(Beginning of Dataset excerpts)

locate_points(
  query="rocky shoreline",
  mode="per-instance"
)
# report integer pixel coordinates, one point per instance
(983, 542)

(End of Dataset excerpts)

Set down the material above exactly, in full.

locate_points(
  query="rocky shoreline",
  mode="per-instance"
)
# report integer pixel coordinates, one point per instance
(983, 542)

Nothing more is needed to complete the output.